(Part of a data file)
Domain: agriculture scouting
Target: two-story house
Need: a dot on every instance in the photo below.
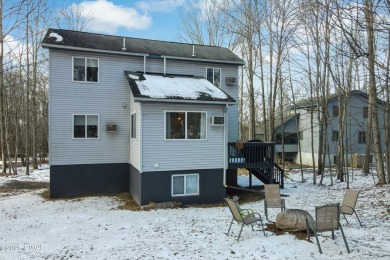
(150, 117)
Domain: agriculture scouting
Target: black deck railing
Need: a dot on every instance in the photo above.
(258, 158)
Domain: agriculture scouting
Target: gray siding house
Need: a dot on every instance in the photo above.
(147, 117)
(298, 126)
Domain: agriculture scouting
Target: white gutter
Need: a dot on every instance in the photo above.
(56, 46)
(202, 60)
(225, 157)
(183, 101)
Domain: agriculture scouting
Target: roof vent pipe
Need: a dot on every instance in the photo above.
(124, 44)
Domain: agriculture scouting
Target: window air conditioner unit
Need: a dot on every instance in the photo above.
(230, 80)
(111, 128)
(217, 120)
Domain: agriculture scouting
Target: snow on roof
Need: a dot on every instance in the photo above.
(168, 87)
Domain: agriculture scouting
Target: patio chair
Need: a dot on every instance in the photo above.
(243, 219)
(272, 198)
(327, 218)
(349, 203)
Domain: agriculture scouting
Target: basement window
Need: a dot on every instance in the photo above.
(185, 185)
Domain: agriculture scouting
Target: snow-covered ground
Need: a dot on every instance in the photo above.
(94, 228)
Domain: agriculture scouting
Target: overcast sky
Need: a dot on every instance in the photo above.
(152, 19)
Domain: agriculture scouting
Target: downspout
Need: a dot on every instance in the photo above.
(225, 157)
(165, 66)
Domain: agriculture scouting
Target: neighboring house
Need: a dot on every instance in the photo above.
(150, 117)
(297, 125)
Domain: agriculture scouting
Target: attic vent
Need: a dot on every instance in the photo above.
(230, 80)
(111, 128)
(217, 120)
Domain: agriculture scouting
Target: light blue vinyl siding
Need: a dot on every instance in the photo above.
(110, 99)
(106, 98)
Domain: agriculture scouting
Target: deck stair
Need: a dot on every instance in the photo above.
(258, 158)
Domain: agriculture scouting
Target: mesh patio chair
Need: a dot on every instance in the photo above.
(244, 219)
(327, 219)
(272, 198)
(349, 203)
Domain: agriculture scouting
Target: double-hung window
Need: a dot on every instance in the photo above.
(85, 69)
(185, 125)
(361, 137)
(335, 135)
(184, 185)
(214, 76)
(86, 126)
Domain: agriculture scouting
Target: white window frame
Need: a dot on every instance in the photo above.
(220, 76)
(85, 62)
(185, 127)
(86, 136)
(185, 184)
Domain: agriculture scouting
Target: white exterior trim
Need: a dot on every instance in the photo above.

### GOAL OF THE EXERCISE
Every entry must be written out exactly, with all pictures left out.

### RESPONSE
Domain: agriculture scouting
Target: two-story house
Need: a dot on every instance in the photo below.
(150, 117)
Domain: agriculture scouting
Target: black deck railing
Need: a dot on every instance in the photo above.
(258, 158)
Domain: agriculture scouting
Target: gray siding house
Need: a dot on every instance in the photo above.
(147, 117)
(298, 126)
Domain: agriculture scouting
Target: white gutter
Need: a dot on every instance in the photo above.
(56, 46)
(202, 60)
(225, 157)
(183, 101)
Domain: agriculture scouting
Target: roof vent pipe
Need: a dot on every instance in the photo above.
(124, 44)
Domain: agriculture scouting
Target: window air conditioner unit
Need: a dot on every instance in the photo above.
(230, 80)
(111, 128)
(217, 120)
Domain: agriculture scouting
Target: snow on roof
Need: a dot on every instance in the photo above.
(168, 87)
Domain: agriculture scouting
Target: patio chair
Need: a dot on every instance in the photo above.
(243, 219)
(272, 198)
(327, 218)
(349, 203)
Domain: agriculture scouting
Target: basement window
Need: a dot on every instance in the photo above.
(185, 185)
Domain: agriculture scouting
Target: snow-covered ground
Need: a dot on every instance in the photo above.
(94, 228)
Domain: agriculture scouting
Target: overcast sky
Need: a dot on every instance in the photo above.
(152, 19)
Domain: agriculture scouting
Target: downspout
Need: a dot on every instance in the photo above.
(225, 157)
(165, 66)
Domain: agriculture scouting
Target: neighboring house
Need: a dot on every instance in the photo above.
(150, 117)
(297, 125)
Domain: agriculture scouting
Target: attic vent
Need: a dot on every instance in the photo above.
(230, 80)
(111, 128)
(217, 120)
Domain: agriculture scouting
Target: light blue vinyl siding
Need: a dot on every instance in the photo above.
(110, 99)
(106, 98)
Domain: agriculture scouting
Target: deck stair
Need: a dot on every instance in the photo above.
(258, 158)
Domain: agriculture scouting
Target: mesh patio chair
Need: a dot on every instance in the photo above.
(244, 219)
(327, 219)
(272, 198)
(349, 203)
Domain: agriculture scouting
Target: double-hung window
Need: a dot on every instance in the photo above.
(85, 69)
(185, 125)
(361, 137)
(335, 135)
(184, 185)
(214, 76)
(86, 126)
Domain: agriculture scouting
Target: white window frame
Need: a dot on every instance in the photo above.
(220, 76)
(85, 62)
(185, 127)
(86, 136)
(185, 184)
Domain: agriculture scouting
Target: white exterior trim
Need: a dot on every instance in the photo above.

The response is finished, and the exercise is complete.